DATASET EXCERPTS:

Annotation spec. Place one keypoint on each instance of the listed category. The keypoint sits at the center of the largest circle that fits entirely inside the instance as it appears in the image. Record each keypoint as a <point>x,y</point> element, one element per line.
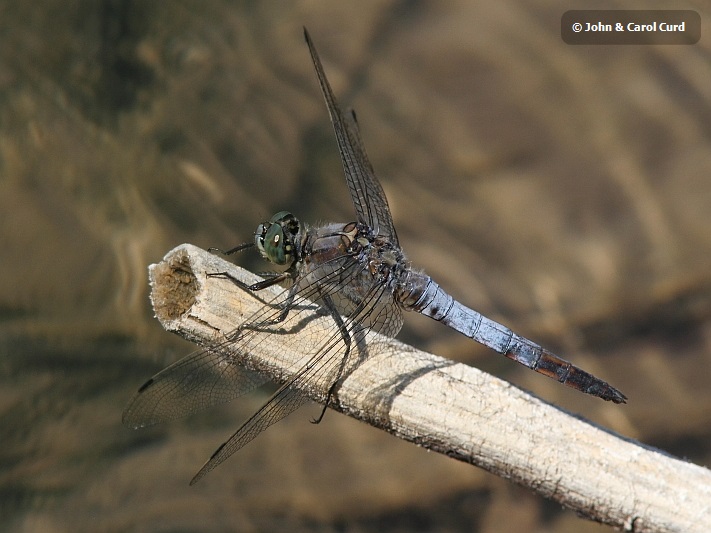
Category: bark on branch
<point>458,410</point>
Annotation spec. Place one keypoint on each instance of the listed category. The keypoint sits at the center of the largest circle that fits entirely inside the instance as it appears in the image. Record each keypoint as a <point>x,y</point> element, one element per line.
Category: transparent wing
<point>366,192</point>
<point>340,352</point>
<point>200,380</point>
<point>328,345</point>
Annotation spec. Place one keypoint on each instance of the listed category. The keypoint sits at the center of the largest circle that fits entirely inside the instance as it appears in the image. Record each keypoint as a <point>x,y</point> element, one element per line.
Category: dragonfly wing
<point>285,401</point>
<point>366,192</point>
<point>198,381</point>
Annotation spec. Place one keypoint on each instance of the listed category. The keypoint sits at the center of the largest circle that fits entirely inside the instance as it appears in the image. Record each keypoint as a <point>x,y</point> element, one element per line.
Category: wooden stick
<point>457,410</point>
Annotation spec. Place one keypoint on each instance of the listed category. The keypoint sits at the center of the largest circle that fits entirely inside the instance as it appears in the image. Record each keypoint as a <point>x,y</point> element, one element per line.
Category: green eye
<point>275,239</point>
<point>275,245</point>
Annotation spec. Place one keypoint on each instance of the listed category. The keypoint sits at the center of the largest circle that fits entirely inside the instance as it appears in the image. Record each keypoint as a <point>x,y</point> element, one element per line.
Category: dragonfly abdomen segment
<point>425,296</point>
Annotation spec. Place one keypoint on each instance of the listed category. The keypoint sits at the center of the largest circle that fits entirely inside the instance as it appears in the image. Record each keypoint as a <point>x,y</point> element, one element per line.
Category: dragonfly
<point>359,278</point>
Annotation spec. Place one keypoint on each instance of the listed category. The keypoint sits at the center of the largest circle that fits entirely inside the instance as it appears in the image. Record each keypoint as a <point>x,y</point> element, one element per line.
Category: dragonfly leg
<point>347,340</point>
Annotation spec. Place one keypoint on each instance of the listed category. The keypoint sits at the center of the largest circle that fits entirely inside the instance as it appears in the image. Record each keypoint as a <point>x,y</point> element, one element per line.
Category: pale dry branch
<point>457,410</point>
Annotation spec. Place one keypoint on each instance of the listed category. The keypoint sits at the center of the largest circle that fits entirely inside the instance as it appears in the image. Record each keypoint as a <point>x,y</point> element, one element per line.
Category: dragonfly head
<point>277,240</point>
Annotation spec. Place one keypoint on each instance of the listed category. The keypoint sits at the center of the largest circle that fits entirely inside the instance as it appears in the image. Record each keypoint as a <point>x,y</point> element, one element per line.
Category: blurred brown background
<point>562,190</point>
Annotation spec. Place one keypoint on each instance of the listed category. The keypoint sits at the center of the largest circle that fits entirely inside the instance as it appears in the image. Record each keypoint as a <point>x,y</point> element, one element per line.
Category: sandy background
<point>565,191</point>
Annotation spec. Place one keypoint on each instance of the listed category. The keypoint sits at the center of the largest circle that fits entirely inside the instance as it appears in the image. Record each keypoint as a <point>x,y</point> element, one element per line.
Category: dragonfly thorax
<point>278,240</point>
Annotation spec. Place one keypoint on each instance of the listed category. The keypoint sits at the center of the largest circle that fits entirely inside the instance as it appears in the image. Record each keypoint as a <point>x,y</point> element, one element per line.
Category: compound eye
<point>275,247</point>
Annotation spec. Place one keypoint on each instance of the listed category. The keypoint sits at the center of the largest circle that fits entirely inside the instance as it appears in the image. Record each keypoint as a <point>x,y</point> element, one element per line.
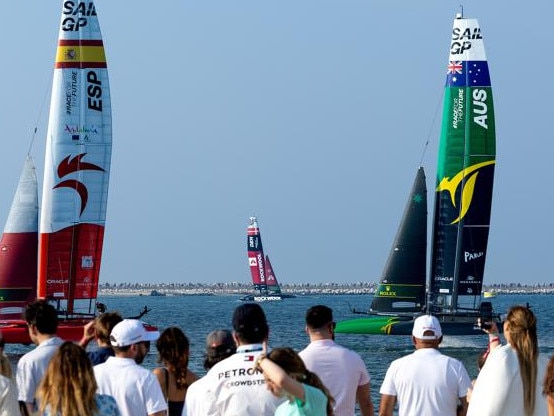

REQUIRED ACTION:
Repeat, word for word, each of the records, omitting any image they hold.

TASK RESULT:
Annotation spec. Place one keypoint on each instance of the listed category. The keypoint sits at the center of the largest circle that fits entirely inside the instance as it appears in the image. Record each keypoint as a <point>x,y</point> element, one element per line.
Category: bark on branch
<point>458,410</point>
Annotation spec. Place one keypoint on each instance of the listed category. The keypoint sits at the center of the largest circle that fits entirely inside the instance as it appears in the image. Record each keypoint as a <point>x,y</point> element, one element per line.
Category: transparent wing
<point>366,192</point>
<point>340,352</point>
<point>200,380</point>
<point>328,345</point>
Annotation spec. Place one keypoint on each instance of the listed category. The keypoint sits at the center of the largest circle that fits entirely inside the instance as it appears in the image. Record each keypoint as a <point>x,y</point> element, one element per line.
Category: dragonfly wing
<point>285,401</point>
<point>366,192</point>
<point>198,381</point>
Annotation spec. Place one keypoint on each instance of the listed category. The keypoint sits at the center of the largest circle that fits entirely inside the instance as it appears in the image. Record each keypoint as a <point>x,y</point> element, one element per line.
Category: wooden stick
<point>457,410</point>
Annotation spec. Place one keypoint on each instance of the listed category. The keypoint sits at the center of the largest circle that fits entirely inside the instance as it appears in the image. Record each keypoint as a <point>x,y</point> element, one element per line.
Category: green eye
<point>275,239</point>
<point>275,245</point>
Annotation spec. Place one keypoint on each instance of the listed category. The keypoint sits at the center of the largest circle that fits entirely inside the instance as it appears in the image. Record each keypoint as a <point>x,y</point> element, one element per line.
Category: dragonfly abdomen segment
<point>425,296</point>
Annotation spec. Place one keypoint on each instance of the listed category. The keypoint sits at the center of the largest circle that fits entirely inside the instance as it appears in the image. Record each keypoint as a <point>x,y</point> element, one element per line.
Category: dragonfly
<point>359,278</point>
Annotation spec. Place one keypoint on each instance of the listed category. The keypoint sits at the center of the largest circle that fits entirely inside the instance as it appears in the image. Record each keypoint as a <point>x,y</point> element, one element per line.
Category: dragonfly leg
<point>347,340</point>
Annotation spec. Place one keypoint on each instance of the listed category. The keypoint sits at the center of the largest circle that fits entirely inside the instance as it appears in the image. Record each keypoint as a <point>x,y</point> element, one element per line.
Category: pale dry branch
<point>457,410</point>
Annotation spec. Place one keypoint on each instance of the listed category. The keypoint sits at the center of the largest circle that fits entirely inside the instance as it appears in the image. Record each keypoint as a <point>x,y</point> element, one element per line.
Category: dragonfly head
<point>277,240</point>
Annotation spec. Place one keypoint on each instance of the listed category. The keypoint sits at the center of the largest circle that fits entirely inside the instance as it appears in the image. Record each keypoint as a <point>x,y</point> element, one element per line.
Category: blurred brown background
<point>562,190</point>
Annotation spec. Place one keypoint on each instance of the listed category. The keypoint sits at the center of the largest circle that fits entirely inside the instance as it appears in the image. Record each keypoint as a <point>x,y</point> element, one element per line.
Category: sandy background
<point>565,191</point>
Annotation spec. Place one keypoint on each instance of the listed category. The keypoint sits at the center of the largest circle that fits entirely inside the instance as it appears in the image. Record each keypoint as a <point>x,y</point> element, one element per line.
Category: dragonfly thorax
<point>278,240</point>
Annotation spec. Place one keypoint on each instance of the listed category. The keypoint sits at the center of the largest circle that fits entirely inside the instance as it appears in the image. Record each keypoint as a <point>x,y</point> element, one element per line.
Category: compound eye
<point>275,247</point>
Annotation spec. Place one keypoint on each instance of the listed category. The keypoint sits at the center of the largest circle that fits entirely inside the instance as it appears in the image. Record each keypoint as a <point>x,y</point> element, one element per line.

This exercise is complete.